Exercise goal: Search the data for the word "field" and copy every line where it occurs.

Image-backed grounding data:
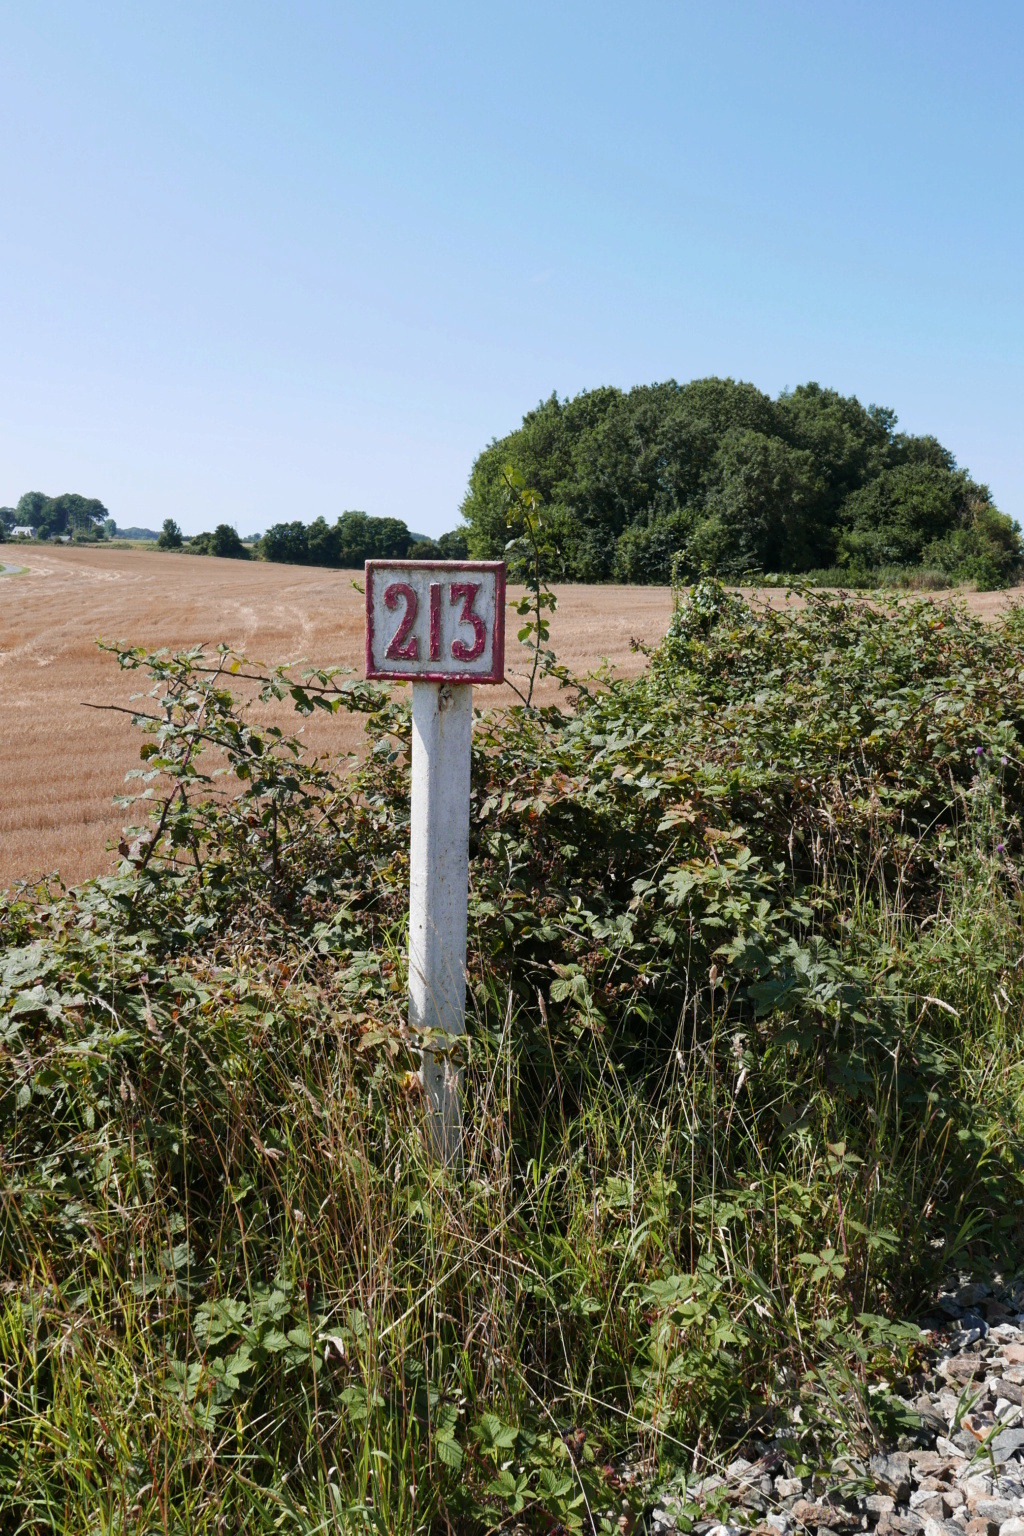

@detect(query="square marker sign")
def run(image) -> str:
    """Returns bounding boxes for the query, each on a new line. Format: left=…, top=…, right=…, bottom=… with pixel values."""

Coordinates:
left=365, top=560, right=506, bottom=684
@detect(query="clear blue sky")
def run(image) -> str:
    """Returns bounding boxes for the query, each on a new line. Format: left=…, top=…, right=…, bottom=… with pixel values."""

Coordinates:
left=1, top=1, right=1021, bottom=537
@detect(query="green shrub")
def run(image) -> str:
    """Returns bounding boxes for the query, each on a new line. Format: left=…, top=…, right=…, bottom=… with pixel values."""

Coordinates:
left=156, top=517, right=184, bottom=550
left=4, top=589, right=1024, bottom=1528
left=188, top=523, right=249, bottom=558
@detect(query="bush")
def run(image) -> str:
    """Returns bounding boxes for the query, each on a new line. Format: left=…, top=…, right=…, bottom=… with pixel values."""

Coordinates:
left=189, top=524, right=249, bottom=558
left=156, top=518, right=184, bottom=550
left=259, top=518, right=309, bottom=564
left=4, top=590, right=1024, bottom=1526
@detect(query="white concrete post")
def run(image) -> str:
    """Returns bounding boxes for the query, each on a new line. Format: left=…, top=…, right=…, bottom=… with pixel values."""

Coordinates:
left=364, top=558, right=506, bottom=1162
left=409, top=681, right=473, bottom=1161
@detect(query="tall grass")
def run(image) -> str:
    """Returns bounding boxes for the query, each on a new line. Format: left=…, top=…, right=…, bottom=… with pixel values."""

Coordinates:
left=3, top=585, right=1024, bottom=1531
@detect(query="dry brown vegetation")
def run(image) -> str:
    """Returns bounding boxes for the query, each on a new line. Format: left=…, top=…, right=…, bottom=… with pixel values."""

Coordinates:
left=0, top=546, right=678, bottom=888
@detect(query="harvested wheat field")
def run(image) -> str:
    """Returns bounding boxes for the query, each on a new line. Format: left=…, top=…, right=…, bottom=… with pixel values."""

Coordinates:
left=0, top=546, right=679, bottom=889
left=2, top=546, right=1021, bottom=890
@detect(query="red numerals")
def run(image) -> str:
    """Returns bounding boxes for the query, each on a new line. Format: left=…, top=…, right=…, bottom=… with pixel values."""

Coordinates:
left=371, top=567, right=502, bottom=680
left=429, top=582, right=441, bottom=660
left=450, top=582, right=486, bottom=661
left=384, top=583, right=418, bottom=659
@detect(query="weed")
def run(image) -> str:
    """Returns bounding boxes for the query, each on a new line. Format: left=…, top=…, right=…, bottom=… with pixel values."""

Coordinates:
left=3, top=585, right=1024, bottom=1529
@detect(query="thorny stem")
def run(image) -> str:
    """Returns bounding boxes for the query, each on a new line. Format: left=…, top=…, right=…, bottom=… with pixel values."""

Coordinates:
left=525, top=520, right=543, bottom=708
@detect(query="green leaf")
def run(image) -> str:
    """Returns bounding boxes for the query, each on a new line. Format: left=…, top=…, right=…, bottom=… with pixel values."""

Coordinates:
left=435, top=1434, right=464, bottom=1470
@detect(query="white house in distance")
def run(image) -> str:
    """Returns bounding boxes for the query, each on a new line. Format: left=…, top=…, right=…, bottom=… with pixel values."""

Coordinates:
left=11, top=525, right=36, bottom=538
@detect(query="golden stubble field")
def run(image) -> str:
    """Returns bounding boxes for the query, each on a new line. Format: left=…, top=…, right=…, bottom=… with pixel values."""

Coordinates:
left=3, top=546, right=1021, bottom=891
left=0, top=546, right=678, bottom=889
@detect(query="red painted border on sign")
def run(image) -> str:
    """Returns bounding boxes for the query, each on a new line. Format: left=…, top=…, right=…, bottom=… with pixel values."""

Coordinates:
left=365, top=560, right=506, bottom=684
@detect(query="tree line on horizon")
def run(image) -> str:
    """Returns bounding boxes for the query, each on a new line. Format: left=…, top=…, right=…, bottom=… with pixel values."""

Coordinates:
left=153, top=512, right=469, bottom=564
left=0, top=496, right=468, bottom=567
left=254, top=512, right=468, bottom=566
left=461, top=377, right=1023, bottom=588
left=7, top=377, right=1020, bottom=587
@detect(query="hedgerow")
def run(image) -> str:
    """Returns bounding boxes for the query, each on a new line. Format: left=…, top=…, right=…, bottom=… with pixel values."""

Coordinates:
left=3, top=584, right=1024, bottom=1531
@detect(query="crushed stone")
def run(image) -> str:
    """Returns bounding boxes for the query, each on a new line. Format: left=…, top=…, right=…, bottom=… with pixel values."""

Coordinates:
left=649, top=1278, right=1024, bottom=1536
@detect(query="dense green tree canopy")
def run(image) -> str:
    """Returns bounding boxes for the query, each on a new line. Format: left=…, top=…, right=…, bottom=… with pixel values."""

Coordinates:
left=407, top=529, right=469, bottom=560
left=209, top=524, right=248, bottom=559
left=157, top=519, right=183, bottom=550
left=260, top=519, right=311, bottom=564
left=258, top=511, right=413, bottom=567
left=12, top=491, right=110, bottom=539
left=460, top=379, right=1021, bottom=587
left=189, top=524, right=249, bottom=559
left=15, top=491, right=52, bottom=530
left=254, top=513, right=467, bottom=568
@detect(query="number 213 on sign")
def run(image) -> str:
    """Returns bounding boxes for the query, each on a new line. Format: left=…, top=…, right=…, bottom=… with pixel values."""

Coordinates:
left=364, top=561, right=506, bottom=684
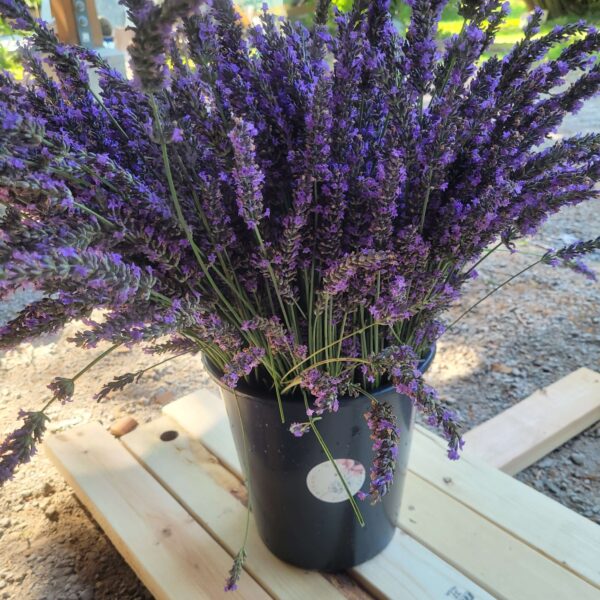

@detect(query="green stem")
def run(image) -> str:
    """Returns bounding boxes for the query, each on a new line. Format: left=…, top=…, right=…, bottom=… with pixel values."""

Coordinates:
left=138, top=351, right=190, bottom=375
left=447, top=258, right=543, bottom=332
left=41, top=344, right=121, bottom=412
left=234, top=392, right=253, bottom=558
left=464, top=241, right=503, bottom=277
left=301, top=393, right=365, bottom=527
left=72, top=343, right=121, bottom=380
left=72, top=202, right=118, bottom=230
left=281, top=320, right=382, bottom=384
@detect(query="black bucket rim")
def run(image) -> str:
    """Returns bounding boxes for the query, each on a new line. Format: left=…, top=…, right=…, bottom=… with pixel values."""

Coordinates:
left=203, top=344, right=436, bottom=406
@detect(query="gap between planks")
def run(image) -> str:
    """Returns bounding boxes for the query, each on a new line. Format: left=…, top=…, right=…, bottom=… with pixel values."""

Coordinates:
left=123, top=414, right=492, bottom=600
left=411, top=426, right=600, bottom=588
left=44, top=423, right=270, bottom=600
left=163, top=387, right=600, bottom=599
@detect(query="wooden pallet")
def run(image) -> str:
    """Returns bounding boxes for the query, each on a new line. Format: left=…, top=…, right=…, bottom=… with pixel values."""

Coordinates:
left=45, top=374, right=600, bottom=600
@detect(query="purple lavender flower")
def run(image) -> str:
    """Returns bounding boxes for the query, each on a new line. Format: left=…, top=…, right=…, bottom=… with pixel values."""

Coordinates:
left=224, top=548, right=246, bottom=592
left=299, top=369, right=350, bottom=415
left=0, top=410, right=48, bottom=486
left=289, top=422, right=311, bottom=437
left=228, top=119, right=267, bottom=230
left=542, top=237, right=600, bottom=281
left=222, top=347, right=266, bottom=389
left=48, top=377, right=75, bottom=403
left=570, top=259, right=597, bottom=282
left=0, top=0, right=598, bottom=512
left=360, top=401, right=401, bottom=503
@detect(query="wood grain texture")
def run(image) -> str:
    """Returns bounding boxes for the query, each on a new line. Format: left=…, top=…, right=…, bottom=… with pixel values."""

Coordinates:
left=122, top=415, right=351, bottom=600
left=352, top=529, right=494, bottom=600
left=44, top=423, right=270, bottom=600
left=400, top=473, right=599, bottom=600
left=463, top=367, right=600, bottom=474
left=411, top=425, right=600, bottom=588
left=163, top=388, right=240, bottom=473
left=162, top=393, right=496, bottom=600
left=165, top=387, right=600, bottom=589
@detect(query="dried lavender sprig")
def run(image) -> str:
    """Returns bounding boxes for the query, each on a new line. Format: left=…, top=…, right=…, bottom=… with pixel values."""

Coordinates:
left=145, top=336, right=200, bottom=355
left=542, top=236, right=600, bottom=263
left=0, top=344, right=121, bottom=484
left=48, top=377, right=76, bottom=404
left=542, top=236, right=600, bottom=282
left=95, top=351, right=191, bottom=401
left=224, top=549, right=246, bottom=592
left=366, top=345, right=464, bottom=459
left=450, top=236, right=600, bottom=332
left=0, top=410, right=48, bottom=486
left=358, top=399, right=401, bottom=503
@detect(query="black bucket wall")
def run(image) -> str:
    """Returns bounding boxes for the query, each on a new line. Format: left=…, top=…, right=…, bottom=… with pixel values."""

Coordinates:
left=204, top=347, right=436, bottom=572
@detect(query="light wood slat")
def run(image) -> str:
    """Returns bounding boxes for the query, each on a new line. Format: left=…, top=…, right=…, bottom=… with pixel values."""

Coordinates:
left=412, top=425, right=600, bottom=588
left=44, top=423, right=270, bottom=600
left=163, top=388, right=240, bottom=474
left=121, top=415, right=351, bottom=600
left=165, top=389, right=600, bottom=600
left=352, top=529, right=494, bottom=600
left=401, top=473, right=599, bottom=600
left=161, top=394, right=505, bottom=599
left=164, top=386, right=600, bottom=587
left=463, top=367, right=600, bottom=474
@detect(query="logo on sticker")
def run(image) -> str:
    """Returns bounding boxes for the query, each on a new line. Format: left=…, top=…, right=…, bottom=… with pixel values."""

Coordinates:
left=306, top=458, right=366, bottom=503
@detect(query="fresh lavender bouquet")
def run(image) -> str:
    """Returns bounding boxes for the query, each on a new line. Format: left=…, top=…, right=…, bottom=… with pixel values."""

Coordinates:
left=1, top=0, right=599, bottom=529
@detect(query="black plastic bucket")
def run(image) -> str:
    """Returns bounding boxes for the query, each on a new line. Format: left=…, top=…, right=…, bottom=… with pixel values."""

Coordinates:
left=204, top=346, right=435, bottom=571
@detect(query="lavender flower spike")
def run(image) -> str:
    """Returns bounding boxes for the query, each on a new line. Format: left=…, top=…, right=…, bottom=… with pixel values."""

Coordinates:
left=229, top=119, right=267, bottom=230
left=0, top=411, right=48, bottom=486
left=360, top=401, right=401, bottom=504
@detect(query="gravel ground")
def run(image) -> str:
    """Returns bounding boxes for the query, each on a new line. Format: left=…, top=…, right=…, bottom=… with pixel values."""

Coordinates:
left=1, top=90, right=599, bottom=600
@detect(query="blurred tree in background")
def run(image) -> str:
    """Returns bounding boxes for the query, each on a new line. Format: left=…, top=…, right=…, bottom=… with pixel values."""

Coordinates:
left=0, top=0, right=38, bottom=74
left=525, top=0, right=600, bottom=18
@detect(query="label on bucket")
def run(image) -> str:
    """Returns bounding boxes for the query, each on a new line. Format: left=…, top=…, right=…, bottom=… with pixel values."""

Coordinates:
left=306, top=459, right=366, bottom=503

Result for this exercise:
@detect(query="harvested wheat field")
@detect(query="golden stubble field")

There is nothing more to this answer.